> Object pointing dataset rows:
——————————
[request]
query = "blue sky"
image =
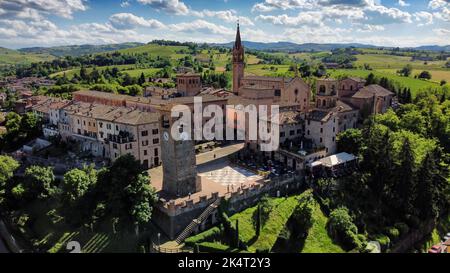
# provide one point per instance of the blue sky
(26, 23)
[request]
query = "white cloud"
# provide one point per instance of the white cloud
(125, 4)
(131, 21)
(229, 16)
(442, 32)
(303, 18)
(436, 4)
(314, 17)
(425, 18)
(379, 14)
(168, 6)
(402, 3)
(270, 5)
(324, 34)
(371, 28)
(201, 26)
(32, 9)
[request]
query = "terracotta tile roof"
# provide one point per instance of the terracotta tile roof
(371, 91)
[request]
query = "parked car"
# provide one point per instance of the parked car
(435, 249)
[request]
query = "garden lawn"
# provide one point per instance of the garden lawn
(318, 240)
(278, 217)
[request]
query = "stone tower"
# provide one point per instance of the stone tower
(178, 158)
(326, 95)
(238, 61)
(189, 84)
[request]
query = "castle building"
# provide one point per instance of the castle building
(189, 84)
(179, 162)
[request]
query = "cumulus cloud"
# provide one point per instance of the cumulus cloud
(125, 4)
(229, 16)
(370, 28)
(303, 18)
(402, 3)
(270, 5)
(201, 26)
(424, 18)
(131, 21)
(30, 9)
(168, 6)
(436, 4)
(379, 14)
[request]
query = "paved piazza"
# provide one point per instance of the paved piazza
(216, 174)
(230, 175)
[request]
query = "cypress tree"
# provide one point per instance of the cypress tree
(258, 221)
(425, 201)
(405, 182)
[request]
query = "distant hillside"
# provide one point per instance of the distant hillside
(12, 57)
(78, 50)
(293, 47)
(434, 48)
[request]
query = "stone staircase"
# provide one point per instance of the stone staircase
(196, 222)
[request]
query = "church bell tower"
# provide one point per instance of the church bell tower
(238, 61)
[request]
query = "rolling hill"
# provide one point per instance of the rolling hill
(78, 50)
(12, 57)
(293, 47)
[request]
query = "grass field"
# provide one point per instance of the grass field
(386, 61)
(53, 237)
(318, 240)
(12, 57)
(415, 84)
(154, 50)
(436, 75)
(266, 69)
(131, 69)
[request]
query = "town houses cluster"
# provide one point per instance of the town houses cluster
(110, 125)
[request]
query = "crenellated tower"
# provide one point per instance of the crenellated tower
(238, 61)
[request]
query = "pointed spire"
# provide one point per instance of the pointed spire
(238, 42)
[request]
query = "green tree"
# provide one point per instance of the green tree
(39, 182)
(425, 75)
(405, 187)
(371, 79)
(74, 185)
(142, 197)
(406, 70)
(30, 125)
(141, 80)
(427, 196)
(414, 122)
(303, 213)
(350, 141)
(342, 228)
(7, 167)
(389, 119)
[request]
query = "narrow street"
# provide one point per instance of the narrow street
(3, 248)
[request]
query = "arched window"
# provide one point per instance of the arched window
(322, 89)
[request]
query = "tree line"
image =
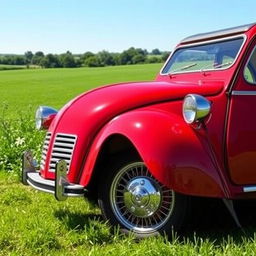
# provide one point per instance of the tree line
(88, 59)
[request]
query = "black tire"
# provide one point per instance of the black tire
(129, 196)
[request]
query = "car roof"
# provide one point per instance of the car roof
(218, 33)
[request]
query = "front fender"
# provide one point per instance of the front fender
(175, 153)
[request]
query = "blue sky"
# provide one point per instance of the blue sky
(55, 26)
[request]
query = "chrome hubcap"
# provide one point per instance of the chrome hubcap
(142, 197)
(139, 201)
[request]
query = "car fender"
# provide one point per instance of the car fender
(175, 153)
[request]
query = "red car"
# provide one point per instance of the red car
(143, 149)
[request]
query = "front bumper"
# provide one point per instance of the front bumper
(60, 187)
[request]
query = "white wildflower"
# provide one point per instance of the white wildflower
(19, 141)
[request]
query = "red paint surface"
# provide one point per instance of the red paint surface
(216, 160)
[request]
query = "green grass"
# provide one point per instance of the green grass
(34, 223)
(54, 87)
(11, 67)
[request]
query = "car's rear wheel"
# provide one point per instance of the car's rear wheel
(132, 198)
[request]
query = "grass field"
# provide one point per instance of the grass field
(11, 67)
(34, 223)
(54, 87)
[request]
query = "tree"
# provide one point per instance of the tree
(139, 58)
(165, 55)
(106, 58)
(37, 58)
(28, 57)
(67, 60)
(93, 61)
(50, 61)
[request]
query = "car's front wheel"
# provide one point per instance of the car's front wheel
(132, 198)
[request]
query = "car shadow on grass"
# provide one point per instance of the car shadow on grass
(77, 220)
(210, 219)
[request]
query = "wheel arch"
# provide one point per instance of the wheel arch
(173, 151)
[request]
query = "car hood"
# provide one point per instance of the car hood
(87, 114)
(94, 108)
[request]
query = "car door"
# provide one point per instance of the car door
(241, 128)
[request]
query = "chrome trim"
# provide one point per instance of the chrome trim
——————————
Extract all the data above exactly, excluding every picture.

> Exercise result:
[request]
query = "blue sky"
image =
# provide one point per instance of the blue sky
(26, 23)
[request]
query = "white cloud"
# provide one point per instance of the white cloud
(125, 4)
(131, 21)
(229, 16)
(442, 32)
(303, 18)
(436, 4)
(314, 17)
(425, 18)
(379, 14)
(168, 6)
(402, 3)
(270, 5)
(324, 34)
(371, 28)
(201, 26)
(32, 9)
[request]
query = "terracotta tile roof"
# provide one point per instance of the terracotta tile roof
(371, 91)
[request]
query = "parked car"
# provide one point per instance of the parked car
(435, 249)
[request]
query = "garden lawn"
# provide one point per instance of the garden lawn
(318, 240)
(278, 217)
[request]
query = "stone tower"
# provide one point per instance of the stone tower
(178, 158)
(326, 95)
(238, 61)
(189, 84)
[request]
query = "castle building"
# provide one point per instance of the castle building
(189, 84)
(179, 162)
[request]
query = "cumulus cloud"
# provide one point per instance of the cumulus cloud
(125, 4)
(229, 16)
(370, 28)
(303, 18)
(402, 3)
(270, 5)
(201, 26)
(424, 18)
(131, 21)
(30, 9)
(168, 6)
(436, 4)
(379, 14)
[request]
query = "paved piazza"
# provide one point per instance of the paved piazza
(216, 174)
(230, 175)
[request]
query = "cypress tree"
# provide one point per instance of the cypress tree
(258, 221)
(425, 201)
(405, 182)
[request]
query = "distant hillside"
# provide one point per instance of the distant hillside
(12, 57)
(78, 50)
(293, 47)
(434, 48)
[request]
query = "stone staircase"
# provide one point per instance of the stone staircase
(196, 222)
[request]
query = "church bell tower"
# provide one point per instance of the church bell tower
(238, 61)
[request]
query = "rolling hill"
# provide one point per instance of the rolling hill
(78, 50)
(12, 57)
(293, 47)
[request]
query = "grass field"
# provide one point per instance of the grass field
(386, 61)
(53, 237)
(318, 240)
(12, 57)
(415, 84)
(154, 50)
(436, 75)
(266, 69)
(131, 69)
[request]
query = "town houses cluster"
# provide one point per instance of the town houses cluster
(110, 125)
[request]
query = "crenellated tower"
# provide one point per instance of the crenellated tower
(238, 61)
[request]
query = "pointed spire"
# provide one point per instance of the pointed spire
(238, 42)
[request]
query = "green tree"
# provide one point per instance of the green tree
(39, 182)
(425, 75)
(405, 187)
(371, 79)
(74, 185)
(142, 197)
(406, 70)
(30, 125)
(141, 80)
(427, 196)
(414, 122)
(303, 213)
(350, 141)
(342, 228)
(7, 167)
(389, 119)
[request]
query = "narrow street"
# provide one point per instance of the narrow street
(3, 248)
[request]
query = "arched window"
# provide one point per instance of the arched window
(322, 89)
[request]
query = "tree line"
image =
# provide one point per instance of the tree line
(88, 59)
[request]
query = "black tire"
# provide one point per instance of the black tire
(129, 196)
[request]
query = "car roof"
# provide one point per instance of the car roof
(218, 33)
[request]
query = "front fender"
# provide one point per instance of the front fender
(175, 153)
[request]
query = "blue sky"
# provide one point per instance of the blue sky
(55, 26)
[request]
query = "chrome hubcap"
# provide one point per instance of the chrome hubcap
(142, 197)
(139, 201)
[request]
query = "car fender"
# provide one point per instance of the car fender
(175, 153)
[request]
query = "red car"
# provide one point per instance of the red car
(143, 149)
[request]
query = "front bumper"
# provide one point per instance of the front bumper
(60, 187)
[request]
query = "white wildflower"
# provide one point per instance of the white wildflower
(19, 141)
[request]
query = "red paint surface"
# provide one point per instance of the red paint surface
(216, 160)
[request]
query = "green grass"
# provide one point per instance of the green grass
(34, 223)
(54, 87)
(11, 67)
[request]
query = "car's rear wheel"
# provide one point per instance of the car's rear wheel
(132, 198)
[request]
query = "grass field"
# provide one point per instance of the grass field
(11, 67)
(34, 223)
(54, 87)
[request]
query = "tree"
# provide one point per instance of the tree
(139, 58)
(165, 55)
(106, 58)
(37, 58)
(28, 57)
(67, 60)
(93, 61)
(50, 61)
[request]
query = "car's front wheel"
# provide one point per instance of the car's front wheel
(132, 198)
[request]
query = "car shadow on grass"
# provide one point per instance of the car shadow on grass
(77, 220)
(210, 219)
[request]
query = "wheel arch"
# provide one point per instance of the wheel arch
(173, 151)
[request]
query = "car hood"
# provide one point per instance of the car hood
(87, 114)
(94, 108)
[request]
query = "car door"
# provide one point per instance of the car door
(241, 128)
[request]
query = "chrome trim"
# provide one point per instance of the chrome trim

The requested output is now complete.